Directives —
a) Answer these questions about the essay "The Chips In My Cookies," one answer per line:
(i) What does the writer read through on the computer at the new job?
(ii) What kind of cookie does the writer wonder about being?
(iii) What does the pizza come with?
b) From the essay "The Chips In My Cookies," extract the passage between "As I slap on" and "spice of life.", inclusive.
c) Continue the essay "The Chips In My Cookies" from its last sentence.

Given passage —
The Chips In My Cookies

As I slap on my makeup and slosh some coffee in a go mug, as I step over puddles lifting my pant legs, as I read through endless training modules on the computer at my new job, and push down the insecurity that threatens to surface, I wonder when I will take a moment to re-group, to breathe, and to be. I wonder if I’m a chocolate chip cookie with no chips, that certain ingredient that everything’s about, that spice of life.

I’m talking about enjoyment. I’m talking about a life rush. Delicate rain in the middle of a sunny day; the feel of my husband’s curly hair; pizza with extra cheese; camp week finally arriving; thrift store shopping with no time constraints; lying on a rug in window light; writing a poem; rubbing my cheek on a kitten; French braiding someone’s hair; making someone laugh hysterically. I’m looking to emote. To find those holy endangered moments that feel like warm wind on the inside.

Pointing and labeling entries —
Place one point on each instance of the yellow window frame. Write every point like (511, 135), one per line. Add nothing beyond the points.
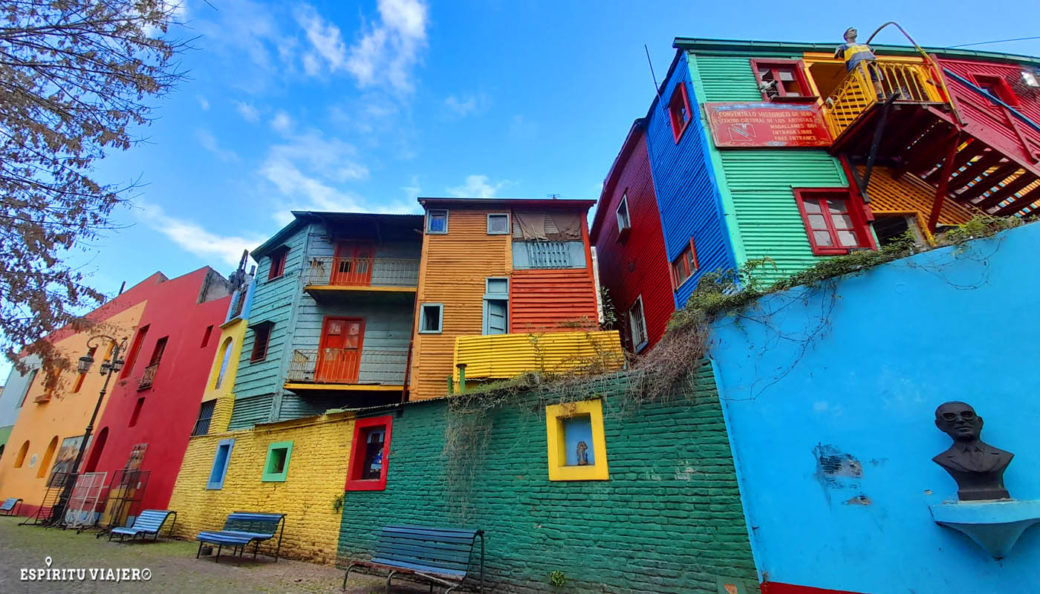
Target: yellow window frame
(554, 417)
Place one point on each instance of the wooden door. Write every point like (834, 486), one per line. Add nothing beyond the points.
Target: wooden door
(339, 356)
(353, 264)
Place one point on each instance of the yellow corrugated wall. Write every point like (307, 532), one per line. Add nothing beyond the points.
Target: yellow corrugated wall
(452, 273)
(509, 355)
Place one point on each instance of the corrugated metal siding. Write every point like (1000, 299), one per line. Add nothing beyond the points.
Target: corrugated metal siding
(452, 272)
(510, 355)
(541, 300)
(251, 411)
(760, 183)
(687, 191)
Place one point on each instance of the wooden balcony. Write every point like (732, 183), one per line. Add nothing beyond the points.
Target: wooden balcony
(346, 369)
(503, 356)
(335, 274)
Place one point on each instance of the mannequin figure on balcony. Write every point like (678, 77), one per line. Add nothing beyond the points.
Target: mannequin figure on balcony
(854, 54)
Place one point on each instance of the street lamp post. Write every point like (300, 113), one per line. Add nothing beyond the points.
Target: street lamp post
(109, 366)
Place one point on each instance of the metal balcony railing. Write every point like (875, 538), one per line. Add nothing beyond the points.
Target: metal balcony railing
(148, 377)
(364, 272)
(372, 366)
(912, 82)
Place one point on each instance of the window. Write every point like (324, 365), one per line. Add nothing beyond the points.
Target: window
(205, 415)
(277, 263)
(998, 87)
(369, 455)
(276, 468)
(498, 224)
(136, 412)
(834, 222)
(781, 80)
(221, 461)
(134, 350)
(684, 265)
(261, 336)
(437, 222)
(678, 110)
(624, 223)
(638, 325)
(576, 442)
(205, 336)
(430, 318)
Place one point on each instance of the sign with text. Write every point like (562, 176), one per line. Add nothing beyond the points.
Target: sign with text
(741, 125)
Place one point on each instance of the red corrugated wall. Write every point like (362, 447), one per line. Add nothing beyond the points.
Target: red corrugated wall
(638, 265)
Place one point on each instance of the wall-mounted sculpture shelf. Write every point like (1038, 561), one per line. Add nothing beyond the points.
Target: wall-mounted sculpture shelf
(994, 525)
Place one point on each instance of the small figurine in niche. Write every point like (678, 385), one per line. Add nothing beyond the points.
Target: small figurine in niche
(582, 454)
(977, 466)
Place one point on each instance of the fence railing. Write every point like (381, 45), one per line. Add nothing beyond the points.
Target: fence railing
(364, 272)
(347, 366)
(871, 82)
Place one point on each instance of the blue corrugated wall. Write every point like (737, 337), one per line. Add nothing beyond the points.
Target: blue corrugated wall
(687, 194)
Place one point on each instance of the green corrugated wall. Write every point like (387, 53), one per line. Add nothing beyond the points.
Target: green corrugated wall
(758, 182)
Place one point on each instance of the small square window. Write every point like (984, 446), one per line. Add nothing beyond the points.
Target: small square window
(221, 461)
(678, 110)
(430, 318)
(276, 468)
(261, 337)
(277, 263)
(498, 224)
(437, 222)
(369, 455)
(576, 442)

Responses in order —
a)
(i) Endless training modules.
(ii) A chocolate chip cookie with no chips.
(iii) Extra cheese.

b)
As I slap on my makeup and slosh some coffee in a go mug, as I step over puddles lifting my pant legs, as I read through endless training modules on the computer at my new job, and push down the insecurity that threatens to surface, I wonder when I will take a moment to re-group, to breathe, and to be. I wonder if I’m a chocolate chip cookie with no chips, that certain ingredient that everything’s about, that spice of life.

c)
I wonder if I am bank material. I’m the kind of person that would drop a carrot on the floor and eat it anyways, sit on the ground at a bus stop, sing while I’m walking home, have hot chocolate at Denny’s, and wear jogging pants to the mall. I have a bit of a new gig going on now. My hair is seamless, my pants are ironed and creased. But I will not forget who I am. I will not forget who I am.

Shape of His Heart

I’m walking home realizing I love the way orange looks on grey. Orange leaves against a grey sky; a fire hydrant on a grey sidewalk. It makes contrast—a statement. Set fire to the mundane and it does something for you. I love the way the trees look tonight, all stretched out in upward lines, straining each finger to gift the sky with their leaves.

I’m home. Pork and potatoes are in the oven, the smell of them mixed with the fragrance of roses making me feel domestic and dreamy. My husband bought me red roses last night and I didn’t even notice them, warm and bashful on the table. It’s hard to believe how one-dimensional I can be. I focus on one thing at a time—good if you’re talking to me but bad if a world crisis happens behind you. But roses, they are ultimate romance.

How cozy and cute my husband is: he makes dinner for me nearly nightly, he scolds me lovingly for missing details like turning the lights off, he says “sment” instead of cement, he’s the perfect size to squeeze—exactly my size, he unashamedly loves bacon, when he hums it’s always a made up tune, and every time I leave him he blows me a kiss through his hands which form a heart. When I’m with him I’m home.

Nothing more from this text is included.